_Условия задания_:
**A.** Процитируйте дословно фрагмент текста о реакции на петраркизм между словами «Как было показано» и «теоретические рассуждения Бембо.» включительно.
**B.** Напишите продолжение текста о реакции на петраркизм, начав сразу после его последнего предложения.

═════ Предложенный отрывок ═════

J’ay oubliе l’art de petrarquizer.
Je veulx d’amour franchement deviser
Sans vous fl ater, et sans me deguiser[33 - Du Bellay. Oeuvres poetiques. Vol. I V. Paris, 1934. P. 205: Я забыл искусство петраркизировать, я хочу говорить о любви свободно, не льстить вам и не притворяться.].

Как было показано рядом исследователей[34 - См., напр.: Rossettini О. Les infl uences anciennes et italiennes sur la satire en France au XVI

si?cle. Florence, 1958. P. 78 – 86.], эта реакция на петраркизм во французской поэзии не открывается сатирическим стихотворением Дю Белле. Более того: в какой-то мере реакция на петраркизм пришла во Францию с его родины – из Италии. В одном из стихотворений Меллена де Сен-Желе мы находим насмешки над петраркистскими условностями и преувеличениями; такие же насмешки можно обнаружить и в «Совершенной подруге» Антуана Эроэ. Источниками этих насмешек были иронические стихи Берни и особенно Аретино, а также теоретические рассуждения Бембо.

═════ Записанные данные ═════

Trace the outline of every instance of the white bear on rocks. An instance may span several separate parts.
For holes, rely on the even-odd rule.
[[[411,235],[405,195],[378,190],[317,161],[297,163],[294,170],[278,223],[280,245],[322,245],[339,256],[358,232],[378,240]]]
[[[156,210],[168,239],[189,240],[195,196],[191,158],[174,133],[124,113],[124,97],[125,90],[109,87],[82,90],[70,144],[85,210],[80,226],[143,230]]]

═════

_Ответы к заданию_:
**A.**
Как было показано рядом исследователей[34 - См., напр.: Rossettini О. Les infl uences anciennes et italiennes sur la satire en France au XVI

si?cle. Florence, 1958. P. 78 – 86.], эта реакция на петраркизм во французской поэзии не открывается сатирическим стихотворением Дю Белле. Более того: в какой-то мере реакция на петраркизм пришла во Францию с его родины – из Италии. В одном из стихотворений Меллена де Сен-Желе мы находим насмешки над петраркистскими условностями и преувеличениями; такие же насмешки можно обнаружить и в «Совершенной подруге» Антуана Эроэ. Источниками этих насмешек были иронические стихи Берни и особенно Аретино, а также теоретические рассуждения Бембо.

**B.**
Однако вряд ли следовало весь антипетраркизм Дю Белле, столь ясно и определенно выраженный в стихотворении «К одной даме», сводить, как это делают некоторые исследователи, к итальянскому влиянию. Для дальнейшего развития творчества Дю Белле, для судеб «Плеяды» антипетраркизм был чрезвычайно важен, имел глубокие корни и весьма значительные последствия.

Ронсар несколько позже, чем Дю Белле, заявил о своем отказе от петраркизма (в 1554 г. он полагал, что еще можно «хорошо петраркизировать»). Но помимо открыто провозглашенного разрыва с петраркизмом, Ронсар давно уже отходил от него в своем творчестве. Важная веха на этом пути – вышедшая в апреле 1553 г. анонимно «Книжка шалостей». Как верно заметил Гюстав Коэн[35 - Cohen G. Ronsard, sa vie et son oeuvre. Paris, 1956. P. 139.], вся книга написана в духе Маро, вообще в галльском духе. Ронсар возрождает старые поэтические жанры, чувствуются в книге и отголоски творчества как бы стоявшего на пороге Возрождения Франсуа Вийона.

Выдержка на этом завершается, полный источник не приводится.